**Assignment 1:** Collect every line from the rows below that contains the string "coordinates", copying each such line in full. Matching is case-sensitive.
*** Opening Source extract ***
Even during the 1979 election campaign an attempt to muzzle me was made for fear I would sound too radical and provocative in my attacks on socialism and union militancy. But in May that year we won a solid election victory and I was given the chance — my only chance — to put things right.

Nowadays the 1980s receive what might politely be termed mixed reviews. But I believe that when the historians get down to their serious work, perhaps some time after I have stopped mine, they will judge that decade in both our countries very favourably.

Both Ronald Reagan and I deliberately set out to reverse state control, liberate individual initiative and stand up to a Soviet Empire which was every bit as evil as he described it — and a great deal more serious threat to our way of life than today's revisionists pretend. His main task lay in foreign and defence policy — which was only natural for a superpower. My main task was in economic affairs — to roll back collectivism in all its forms. This included, of course, a campaign against communism everywhere — the most total tyranny in the world.

But our starting point was very similar. I am glad to note that the fashion for disparaging the Reagan years has passed and that today's Republicans are trying to build on Reaganism. I suspect that something similar is about to happen in my own country. But just at the moment discretion forbids my enlarging that point.
*** Closing Source extract ***
**Assignment 2:** In the extract about the 1980s, what does the speaker name as their own main task in economic affairs?
*** Opening Input material ***
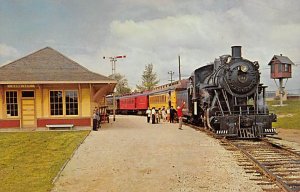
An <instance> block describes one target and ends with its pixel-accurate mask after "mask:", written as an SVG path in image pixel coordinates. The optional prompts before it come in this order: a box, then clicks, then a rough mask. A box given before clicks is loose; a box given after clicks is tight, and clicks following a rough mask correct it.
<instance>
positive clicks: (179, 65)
mask: <svg viewBox="0 0 300 192" xmlns="http://www.w3.org/2000/svg"><path fill="white" fill-rule="evenodd" d="M178 65H179V66H178V69H179V73H178V74H179V81H181V66H180V55H178Z"/></svg>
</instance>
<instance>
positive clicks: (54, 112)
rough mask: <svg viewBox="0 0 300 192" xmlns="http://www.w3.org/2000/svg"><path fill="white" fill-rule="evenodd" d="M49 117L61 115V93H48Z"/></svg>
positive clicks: (61, 103) (62, 106) (56, 92)
mask: <svg viewBox="0 0 300 192" xmlns="http://www.w3.org/2000/svg"><path fill="white" fill-rule="evenodd" d="M50 111H51V115H63V101H62V91H50Z"/></svg>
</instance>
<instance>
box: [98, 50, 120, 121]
mask: <svg viewBox="0 0 300 192" xmlns="http://www.w3.org/2000/svg"><path fill="white" fill-rule="evenodd" d="M105 58H106V57H105V56H104V57H103V59H105ZM119 58H126V55H123V56H115V57H109V60H110V62H111V75H112V77H113V78H115V74H116V61H117V59H119ZM113 121H116V96H115V90H114V91H113Z"/></svg>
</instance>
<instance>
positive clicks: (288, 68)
mask: <svg viewBox="0 0 300 192" xmlns="http://www.w3.org/2000/svg"><path fill="white" fill-rule="evenodd" d="M284 71H285V72H289V64H285V65H284Z"/></svg>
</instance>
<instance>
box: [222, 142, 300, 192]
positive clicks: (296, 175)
mask: <svg viewBox="0 0 300 192" xmlns="http://www.w3.org/2000/svg"><path fill="white" fill-rule="evenodd" d="M221 144H222V145H223V146H225V148H227V149H228V150H231V151H235V152H236V154H235V156H236V157H237V158H238V162H239V165H240V166H242V167H244V169H245V170H246V172H247V173H252V174H253V175H254V177H253V178H252V180H255V181H258V184H259V185H261V187H262V189H263V190H264V191H289V192H291V191H293V192H295V191H300V153H299V152H297V151H294V150H291V149H289V148H286V147H283V146H280V145H278V144H275V143H271V142H270V141H268V140H257V141H253V140H227V139H223V140H221ZM237 153H239V154H237Z"/></svg>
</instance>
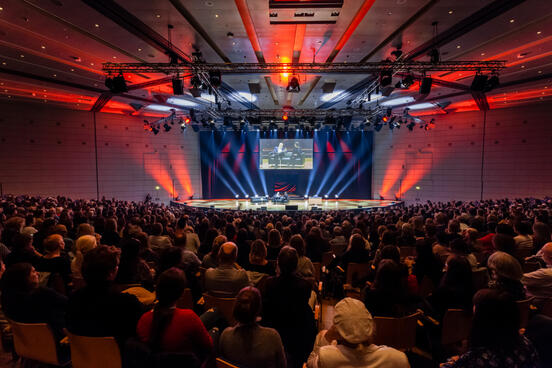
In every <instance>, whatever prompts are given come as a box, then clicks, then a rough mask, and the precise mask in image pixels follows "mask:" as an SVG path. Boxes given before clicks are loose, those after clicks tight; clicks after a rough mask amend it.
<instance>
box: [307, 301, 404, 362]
mask: <svg viewBox="0 0 552 368" xmlns="http://www.w3.org/2000/svg"><path fill="white" fill-rule="evenodd" d="M375 333H377V331H375V323H374V319H373V318H372V315H371V314H370V312H369V311H368V310H367V309H366V307H365V306H364V305H363V304H362V302H360V301H358V300H356V299H352V298H345V299H343V300H341V301H340V302H339V303H337V304H336V305H335V314H334V319H333V326H332V327H330V329H329V330H327V331H326V330H324V331H321V332H320V333H319V334H318V336H317V337H316V342H315V344H314V349H313V351H312V353H311V354H310V356H309V359H308V363H307V367H309V368H322V367H328V368H332V367H335V368H340V367H366V368H368V367H373V368H409V367H410V365H409V364H408V359H407V358H406V355H405V354H404V353H402V352H400V351H398V350H395V349H393V348H390V347H387V346H383V345H381V346H378V345H375V344H374V343H373V339H374V335H375ZM335 343H337V344H335Z"/></svg>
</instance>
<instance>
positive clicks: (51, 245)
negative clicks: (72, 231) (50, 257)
mask: <svg viewBox="0 0 552 368" xmlns="http://www.w3.org/2000/svg"><path fill="white" fill-rule="evenodd" d="M64 248H65V242H64V241H63V237H62V236H61V235H59V234H52V235H49V236H48V237H46V239H44V250H45V251H46V253H57V252H60V251H62V250H63V249H64Z"/></svg>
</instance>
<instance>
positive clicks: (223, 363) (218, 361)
mask: <svg viewBox="0 0 552 368" xmlns="http://www.w3.org/2000/svg"><path fill="white" fill-rule="evenodd" d="M217 368H240V367H238V366H237V365H234V364H232V363H230V362H227V361H226V360H224V359H222V358H217Z"/></svg>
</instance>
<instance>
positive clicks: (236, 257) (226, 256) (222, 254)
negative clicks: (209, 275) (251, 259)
mask: <svg viewBox="0 0 552 368" xmlns="http://www.w3.org/2000/svg"><path fill="white" fill-rule="evenodd" d="M237 258H238V247H237V246H236V244H234V243H232V242H226V243H224V244H222V245H221V247H220V250H219V255H218V261H219V264H221V265H231V264H234V263H235V262H236V259H237Z"/></svg>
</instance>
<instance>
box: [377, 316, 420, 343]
mask: <svg viewBox="0 0 552 368" xmlns="http://www.w3.org/2000/svg"><path fill="white" fill-rule="evenodd" d="M421 315H422V313H421V312H416V313H414V314H411V315H409V316H406V317H400V318H393V317H377V316H376V317H374V322H375V324H376V335H375V340H374V343H375V344H377V345H387V346H391V347H393V348H395V349H399V350H410V349H412V348H414V347H415V346H416V326H417V324H418V318H419V317H420V316H421Z"/></svg>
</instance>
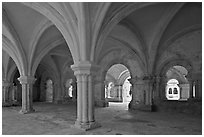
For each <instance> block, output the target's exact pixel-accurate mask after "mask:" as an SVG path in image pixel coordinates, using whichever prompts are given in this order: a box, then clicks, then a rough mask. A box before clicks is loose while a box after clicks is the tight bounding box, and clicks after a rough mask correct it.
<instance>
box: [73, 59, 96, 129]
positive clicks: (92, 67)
mask: <svg viewBox="0 0 204 137" xmlns="http://www.w3.org/2000/svg"><path fill="white" fill-rule="evenodd" d="M71 68H72V70H73V71H74V75H75V76H76V78H77V120H76V122H75V127H77V128H80V129H83V130H90V129H93V128H97V127H99V126H100V125H99V124H98V123H96V122H95V118H94V92H93V81H94V80H93V78H94V75H95V72H96V70H98V67H97V66H93V65H92V64H90V63H89V62H80V63H78V64H74V65H72V66H71Z"/></svg>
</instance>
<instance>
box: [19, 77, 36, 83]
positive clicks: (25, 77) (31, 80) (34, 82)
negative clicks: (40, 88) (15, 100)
mask: <svg viewBox="0 0 204 137" xmlns="http://www.w3.org/2000/svg"><path fill="white" fill-rule="evenodd" d="M18 80H19V81H20V83H21V84H34V83H35V80H36V78H35V77H33V76H20V77H19V78H18Z"/></svg>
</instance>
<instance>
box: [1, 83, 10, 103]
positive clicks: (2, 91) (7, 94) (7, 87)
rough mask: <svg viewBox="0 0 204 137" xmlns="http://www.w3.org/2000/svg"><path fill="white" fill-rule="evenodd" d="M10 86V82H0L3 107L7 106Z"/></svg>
mask: <svg viewBox="0 0 204 137" xmlns="http://www.w3.org/2000/svg"><path fill="white" fill-rule="evenodd" d="M10 86H11V82H8V81H5V80H3V81H2V101H3V102H2V103H3V106H4V105H8V104H9V101H10V98H9V87H10Z"/></svg>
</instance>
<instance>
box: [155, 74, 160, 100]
mask: <svg viewBox="0 0 204 137" xmlns="http://www.w3.org/2000/svg"><path fill="white" fill-rule="evenodd" d="M160 81H161V77H160V76H156V77H155V92H154V99H155V100H156V101H159V100H160V99H161V95H160V90H159V89H160Z"/></svg>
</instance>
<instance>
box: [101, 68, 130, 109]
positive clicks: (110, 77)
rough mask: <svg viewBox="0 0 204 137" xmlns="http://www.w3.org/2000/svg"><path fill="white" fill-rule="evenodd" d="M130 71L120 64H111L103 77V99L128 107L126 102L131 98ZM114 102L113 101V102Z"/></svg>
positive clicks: (129, 99)
mask: <svg viewBox="0 0 204 137" xmlns="http://www.w3.org/2000/svg"><path fill="white" fill-rule="evenodd" d="M130 78H131V76H130V72H129V70H128V69H127V67H125V66H124V65H122V64H115V65H113V66H111V67H110V68H109V69H108V71H107V73H106V77H105V99H106V100H107V101H108V102H109V104H110V105H111V104H112V105H113V104H114V105H121V107H122V106H124V107H125V108H126V109H128V104H129V102H130V101H131V99H132V96H131V92H130V89H131V84H130V82H129V81H128V79H130ZM113 102H114V103H113Z"/></svg>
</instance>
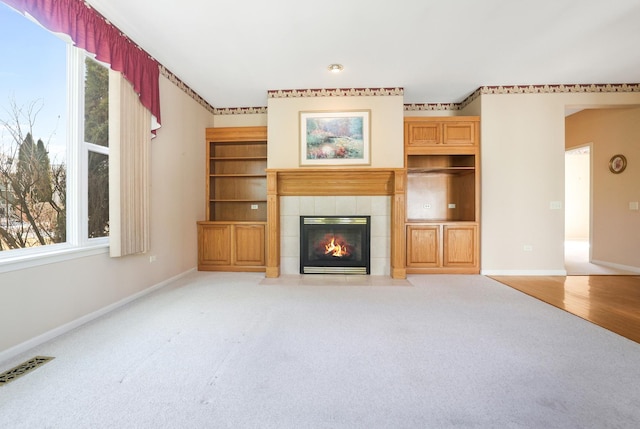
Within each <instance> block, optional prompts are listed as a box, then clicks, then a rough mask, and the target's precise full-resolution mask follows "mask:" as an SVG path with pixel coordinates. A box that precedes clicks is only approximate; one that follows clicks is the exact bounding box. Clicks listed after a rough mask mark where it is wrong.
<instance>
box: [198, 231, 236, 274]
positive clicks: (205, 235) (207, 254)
mask: <svg viewBox="0 0 640 429" xmlns="http://www.w3.org/2000/svg"><path fill="white" fill-rule="evenodd" d="M198 229H199V231H198V247H199V249H198V258H199V261H198V265H230V264H231V225H198Z"/></svg>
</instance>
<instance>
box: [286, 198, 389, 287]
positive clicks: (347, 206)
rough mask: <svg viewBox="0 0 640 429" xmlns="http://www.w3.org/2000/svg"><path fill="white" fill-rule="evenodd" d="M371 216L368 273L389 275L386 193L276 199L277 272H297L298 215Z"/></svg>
mask: <svg viewBox="0 0 640 429" xmlns="http://www.w3.org/2000/svg"><path fill="white" fill-rule="evenodd" d="M334 215H335V216H357V215H362V216H364V215H370V216H371V246H370V247H371V275H374V276H388V275H390V259H389V258H390V254H391V252H390V249H391V199H390V198H389V197H386V196H381V197H375V196H356V197H349V196H345V197H333V196H329V197H309V196H302V197H282V198H280V225H281V228H280V252H281V254H280V271H281V273H282V274H285V275H289V274H300V216H334Z"/></svg>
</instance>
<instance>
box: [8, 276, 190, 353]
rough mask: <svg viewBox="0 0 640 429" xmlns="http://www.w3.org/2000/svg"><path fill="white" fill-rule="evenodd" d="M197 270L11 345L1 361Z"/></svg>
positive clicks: (59, 334)
mask: <svg viewBox="0 0 640 429" xmlns="http://www.w3.org/2000/svg"><path fill="white" fill-rule="evenodd" d="M193 271H195V268H192V269H190V270H187V271H185V272H183V273H180V274H178V275H177V276H174V277H171V278H169V279H167V280H164V281H162V282H160V283H158V284H156V285H153V286H151V287H148V288H147V289H145V290H142V291H140V292H138V293H135V294H133V295H131V296H128V297H126V298H124V299H122V300H120V301H118V302H114V303H113V304H110V305H107V306H106V307H103V308H101V309H100V310H97V311H94V312H92V313H89V314H86V315H84V316H82V317H80V318H78V319H76V320H73V321H71V322H69V323H65V324H64V325H62V326H58V327H57V328H54V329H52V330H50V331H47V332H45V333H44V334H41V335H38V336H37V337H34V338H31V339H30V340H27V341H25V342H23V343H20V344H18V345H16V346H13V347H11V348H10V349H7V350H3V351H1V352H0V363H2V362H5V361H8V360H9V359H13V358H14V357H16V356H18V355H20V354H22V353H24V352H26V351H28V350H29V349H32V348H34V347H37V346H39V345H41V344H44V343H45V342H47V341H49V340H52V339H54V338H55V337H58V336H60V335H62V334H65V333H67V332H69V331H71V330H73V329H75V328H77V327H79V326H82V325H84V324H85V323H87V322H90V321H92V320H95V319H97V318H98V317H101V316H104V315H105V314H107V313H110V312H112V311H114V310H116V309H118V308H120V307H122V306H124V305H126V304H128V303H130V302H132V301H135V300H136V299H140V298H142V297H143V296H145V295H148V294H150V293H151V292H154V291H156V290H158V289H160V288H162V287H164V286H166V285H168V284H170V283H173V282H174V281H176V280H178V279H179V278H182V277H184V276H186V275H187V274H189V273H191V272H193Z"/></svg>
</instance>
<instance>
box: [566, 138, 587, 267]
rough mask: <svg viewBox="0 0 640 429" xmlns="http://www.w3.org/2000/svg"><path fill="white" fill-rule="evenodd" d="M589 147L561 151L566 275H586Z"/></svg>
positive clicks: (586, 261)
mask: <svg viewBox="0 0 640 429" xmlns="http://www.w3.org/2000/svg"><path fill="white" fill-rule="evenodd" d="M591 148H592V144H591V143H589V144H587V145H584V146H580V147H576V148H572V149H569V150H566V151H565V158H564V161H565V170H564V171H565V181H564V184H565V218H564V231H565V236H564V257H565V269H566V270H567V275H578V274H586V271H589V270H591V269H592V267H590V265H591Z"/></svg>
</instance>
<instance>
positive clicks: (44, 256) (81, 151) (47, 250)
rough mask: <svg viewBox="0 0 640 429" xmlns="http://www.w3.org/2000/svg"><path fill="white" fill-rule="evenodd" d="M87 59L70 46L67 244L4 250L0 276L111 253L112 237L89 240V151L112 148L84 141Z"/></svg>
mask: <svg viewBox="0 0 640 429" xmlns="http://www.w3.org/2000/svg"><path fill="white" fill-rule="evenodd" d="M86 56H90V57H91V54H88V53H86V51H84V50H82V49H79V48H76V47H74V46H73V45H71V44H68V45H67V113H68V123H67V130H68V132H67V153H66V166H67V171H66V180H67V198H66V227H67V240H66V242H65V243H56V244H48V245H46V246H36V247H29V248H24V249H12V250H4V251H2V252H0V273H2V272H7V271H14V270H20V269H25V268H29V267H34V266H39V265H43V264H49V263H53V262H59V261H64V260H69V259H75V258H79V257H85V256H90V255H95V254H101V253H108V251H109V237H96V238H89V237H88V230H89V226H88V180H87V179H88V158H89V151H93V152H98V153H102V154H105V155H109V148H108V147H104V146H99V145H96V144H93V143H87V142H85V141H84V85H85V81H84V77H85V66H84V60H85V57H86ZM92 59H93V58H92ZM102 64H103V65H104V63H102ZM105 66H106V67H108V65H105Z"/></svg>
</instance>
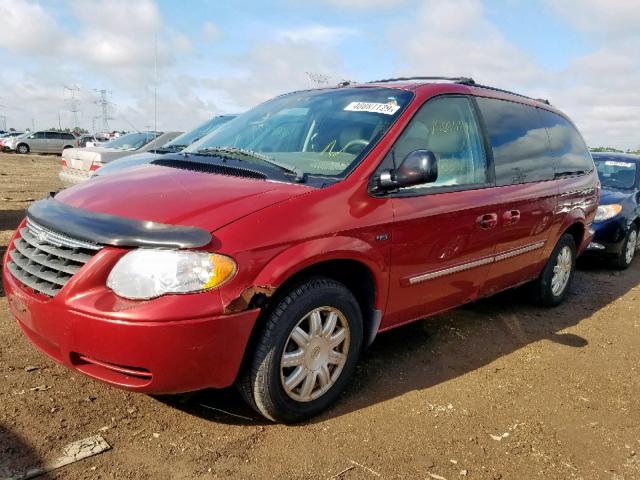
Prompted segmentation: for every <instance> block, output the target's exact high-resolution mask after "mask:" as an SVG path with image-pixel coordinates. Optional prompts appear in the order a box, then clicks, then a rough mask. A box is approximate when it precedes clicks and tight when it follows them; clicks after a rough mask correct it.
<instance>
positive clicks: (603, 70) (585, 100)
mask: <svg viewBox="0 0 640 480" xmlns="http://www.w3.org/2000/svg"><path fill="white" fill-rule="evenodd" d="M156 39H157V47H158V68H157V91H158V102H157V105H158V110H157V125H158V129H164V130H169V129H176V130H186V129H190V128H192V127H193V126H195V125H196V124H198V123H199V122H201V121H203V120H204V119H206V118H208V117H209V116H212V115H214V114H218V113H230V112H240V111H242V110H243V109H246V108H248V107H250V106H252V105H255V104H256V103H257V102H260V101H262V100H266V99H268V98H270V97H272V96H274V95H277V94H280V93H283V92H286V91H291V90H294V89H300V88H308V87H310V86H312V85H313V82H312V81H311V80H310V78H309V75H308V74H307V72H315V73H320V74H322V75H325V76H326V77H327V78H328V79H329V82H330V83H337V82H339V81H340V80H343V79H350V80H356V81H367V80H374V79H378V78H386V77H390V76H397V75H410V74H413V75H462V76H472V77H474V78H475V79H476V81H478V82H482V83H488V84H492V85H495V86H499V87H502V88H507V89H513V90H516V91H519V92H521V93H524V94H527V95H531V96H534V97H545V98H549V99H550V100H551V102H552V103H553V104H554V105H556V106H558V107H559V108H561V109H562V110H564V111H565V112H567V113H568V114H569V115H570V116H571V117H572V118H573V119H574V121H575V122H576V123H577V124H578V126H579V128H580V129H581V130H582V132H583V134H584V136H585V137H586V139H587V142H588V143H589V144H590V145H591V146H598V145H609V146H615V147H619V148H624V149H627V148H636V147H638V146H639V145H640V3H639V2H638V0H492V1H489V0H485V1H482V0H446V1H445V0H271V1H269V0H263V1H259V0H255V1H249V0H235V1H226V2H223V1H220V0H209V1H207V0H192V1H188V2H186V1H178V0H158V1H154V0H135V1H132V0H99V1H98V0H42V1H33V0H0V115H3V116H5V117H6V119H7V126H9V127H11V126H13V127H15V128H20V129H23V128H25V127H31V125H32V124H34V125H35V127H36V128H47V127H52V126H57V125H58V122H59V121H60V123H61V124H62V126H63V127H68V126H72V123H73V117H72V114H71V113H70V112H69V104H70V102H69V100H68V99H69V97H70V95H71V93H70V91H69V90H65V88H64V87H65V86H68V87H75V86H78V87H79V89H80V90H79V92H78V93H77V94H76V95H77V97H78V99H79V110H80V111H79V116H80V123H81V125H82V126H84V127H86V128H89V129H91V127H92V125H93V123H94V121H95V122H98V125H99V121H98V120H94V119H95V118H96V117H97V116H99V114H100V109H99V108H100V107H99V106H98V105H97V104H96V103H95V101H96V100H97V98H98V97H97V93H96V92H95V90H96V89H106V90H108V91H110V92H111V94H110V100H111V101H112V102H113V105H112V106H111V112H110V115H111V117H112V120H110V126H111V127H113V128H118V129H126V130H131V129H132V128H136V129H145V128H149V127H152V126H153V122H154V120H153V119H154V115H153V91H154V85H155V83H154V82H155V80H154V79H155V78H156V77H155V74H154V45H156ZM59 119H60V120H59Z"/></svg>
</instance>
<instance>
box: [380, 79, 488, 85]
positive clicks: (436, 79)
mask: <svg viewBox="0 0 640 480" xmlns="http://www.w3.org/2000/svg"><path fill="white" fill-rule="evenodd" d="M410 80H446V81H449V82H455V83H464V84H467V85H474V84H475V83H476V82H475V81H474V80H473V78H470V77H398V78H385V79H383V80H374V81H373V82H368V83H389V82H406V81H410Z"/></svg>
*** Closing Input material ***
**Worked solution 1:**
An <instance> block describes one target and ends with its pixel-accurate mask after "mask:", written as an SVG path in image pixel coordinates. The optional prompts before it come in this order: a box, then clicks, then a rough mask. A box given before clicks is loose; a box given after clicks is tight, and clicks following a rough mask correct it.
For each <instance> block, output the target's exact pixel-accurate mask after "mask:" as an SVG path in image pixel coordinates, using whichever prompts are given in this order: a box, then clicks, then a rough mask. A box before clicks is loose while a box after clicks is the tight bounding box, and clicks after a rough mask correct it.
Within each <instance> block, optional prompts are listed as a box, then clicks, then a rough mask, and the target's precise full-resolution mask follows "mask:" as an SVG path with pixel coordinates. A box that precedes clicks is only approximate; one that follows clicks is the exact bounding box. Clicks listed after a rough mask mark where it is wrong.
Prompted segmentation: for every <instance> block, output the target's exact high-resolution mask after "mask:" as an SVG path with image-pixel coordinates. Optional prompts appear in the order a box, then clicks, then a rough mask. A box is approximate when it precedes clicks and tight when it follows them; clicks after a rough mask correct it.

**Worked solution 2:** To roll back collectivism in all its forms.